Challenge
Substitute "person" for each occurrence of "woman" in the records and reproduce them with everything else untouched.

━━━━━ Records ━━━━━

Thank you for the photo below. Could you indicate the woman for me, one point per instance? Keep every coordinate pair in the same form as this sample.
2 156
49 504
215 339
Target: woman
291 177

━━━━━

Answer to the exercise
Thank you for the photo below. Could you indicate the person for me, one point per instance? Keep every coordinate pair in the same form as this sample.
2 156
49 504
215 339
Target: person
291 177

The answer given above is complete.